**EXERCISE PROMPT:**
From the data preprocessing excerpt below, pull out the part from "This section explained" to "testing (20%) set." and copy it word for word.

**SELECTED EXTRACT:**
════
This section explained how data is preprocessed before proceed to analysis and modelling. Categorical variables is transformed using one-hot encoding and heatmap is used to check the correlation between variables. Highly correlated variables will be dropped and dataset will be split into training (80%) and testing (20%) set.
GENDER and
STATE are converted to numeric values by one-hot encoding,
whereas DATA_PURC_BEFORE and RLD_IND_BEFORE
are converted to numeric values using remapping method.# Replace column values of "Y" with 1 and "N" with 0
dataset$DATA_PURC_BEFORE <- as.integer(ifelse(dataset$DATA_PURC_BEFORE == "Y", 1, ifelse(dataset$DATA_PURC_BEFORE == "N", 0, dataset$DATA_PURC_BEFORE)))
dataset$RLD_IND_BEFORE <- as.integer(ifelse(dataset$RLD_IND_BEFORE == "Y", 1, ifelse(dataset$RLD_IND_BEFORE == "N", 0, dataset$RLD_IND_BEFORE)))
════
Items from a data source
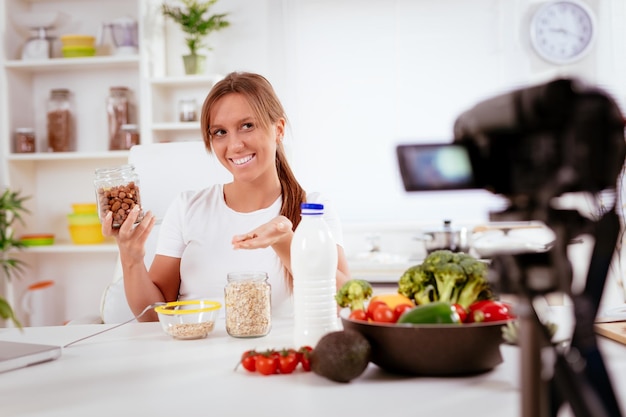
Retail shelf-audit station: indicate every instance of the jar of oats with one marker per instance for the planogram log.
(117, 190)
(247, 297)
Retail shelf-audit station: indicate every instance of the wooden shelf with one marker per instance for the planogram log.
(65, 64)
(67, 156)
════
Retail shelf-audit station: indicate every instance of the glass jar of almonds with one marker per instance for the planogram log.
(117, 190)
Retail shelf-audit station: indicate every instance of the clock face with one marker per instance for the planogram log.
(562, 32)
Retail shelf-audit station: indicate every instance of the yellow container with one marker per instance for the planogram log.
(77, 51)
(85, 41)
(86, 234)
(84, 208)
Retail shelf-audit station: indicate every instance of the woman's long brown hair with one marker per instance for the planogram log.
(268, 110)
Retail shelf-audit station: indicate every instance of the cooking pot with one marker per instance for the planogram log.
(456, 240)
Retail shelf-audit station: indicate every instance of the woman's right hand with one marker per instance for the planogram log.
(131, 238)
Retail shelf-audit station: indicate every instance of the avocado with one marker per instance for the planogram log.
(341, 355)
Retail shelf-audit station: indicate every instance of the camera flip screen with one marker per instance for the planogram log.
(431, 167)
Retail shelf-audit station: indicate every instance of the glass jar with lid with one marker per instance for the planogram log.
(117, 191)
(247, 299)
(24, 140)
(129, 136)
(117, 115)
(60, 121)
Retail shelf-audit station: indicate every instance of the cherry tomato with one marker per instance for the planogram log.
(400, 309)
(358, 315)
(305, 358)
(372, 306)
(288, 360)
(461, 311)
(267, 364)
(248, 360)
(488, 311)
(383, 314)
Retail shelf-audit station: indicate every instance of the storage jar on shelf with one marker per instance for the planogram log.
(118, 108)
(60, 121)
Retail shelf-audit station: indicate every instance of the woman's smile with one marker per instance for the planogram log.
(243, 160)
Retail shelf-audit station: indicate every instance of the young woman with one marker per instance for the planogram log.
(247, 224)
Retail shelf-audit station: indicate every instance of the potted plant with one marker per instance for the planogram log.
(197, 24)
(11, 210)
════
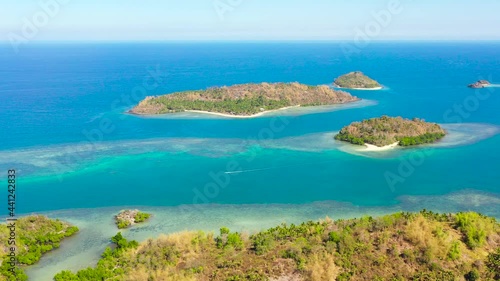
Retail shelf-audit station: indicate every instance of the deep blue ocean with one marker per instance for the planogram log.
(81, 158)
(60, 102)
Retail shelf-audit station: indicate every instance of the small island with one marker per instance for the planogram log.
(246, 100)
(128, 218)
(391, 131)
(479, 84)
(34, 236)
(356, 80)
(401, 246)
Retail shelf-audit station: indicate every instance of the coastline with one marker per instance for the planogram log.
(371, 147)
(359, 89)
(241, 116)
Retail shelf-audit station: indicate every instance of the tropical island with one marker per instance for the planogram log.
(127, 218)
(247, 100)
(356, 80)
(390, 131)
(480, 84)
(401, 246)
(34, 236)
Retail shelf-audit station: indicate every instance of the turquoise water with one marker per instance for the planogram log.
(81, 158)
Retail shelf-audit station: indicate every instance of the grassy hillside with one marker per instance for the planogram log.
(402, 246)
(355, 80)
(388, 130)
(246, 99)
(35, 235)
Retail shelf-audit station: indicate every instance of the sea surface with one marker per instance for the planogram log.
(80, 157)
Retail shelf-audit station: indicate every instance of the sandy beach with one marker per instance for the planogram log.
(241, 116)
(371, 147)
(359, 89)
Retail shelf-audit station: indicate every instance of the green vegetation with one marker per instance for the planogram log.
════
**ANSWER TO THIS TASK:**
This section explained how data is preprocessed before proceed to analysis and modelling. Categorical variables is transformed using one-hot encoding and heatmap is used to check the correlation between variables. Highly correlated variables will be dropped and dataset will be split into training (80%) and testing (20%) set.